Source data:
- - -

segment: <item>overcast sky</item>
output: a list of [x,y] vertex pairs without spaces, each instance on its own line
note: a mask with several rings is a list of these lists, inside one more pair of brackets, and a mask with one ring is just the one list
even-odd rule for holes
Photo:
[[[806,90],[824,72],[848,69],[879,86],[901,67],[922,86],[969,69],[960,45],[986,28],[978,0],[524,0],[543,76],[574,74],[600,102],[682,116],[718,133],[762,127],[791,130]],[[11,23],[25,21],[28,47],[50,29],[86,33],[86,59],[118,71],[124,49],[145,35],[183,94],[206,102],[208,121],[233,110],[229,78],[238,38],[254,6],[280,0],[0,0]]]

- - -

» What you have to do: Reproduce the lines above, beginning at the line with "output: a list" and stopping after the line with "even-odd rule for holes", exactly as they are.

» Expected answer:
output: a list of [x,y] vertex pairs without spaces, each instance on its own line
note: a mask with several rings is a list of these lists, inside one more pair of brackets, and a mask with one ring is just the one list
even-odd rule for holes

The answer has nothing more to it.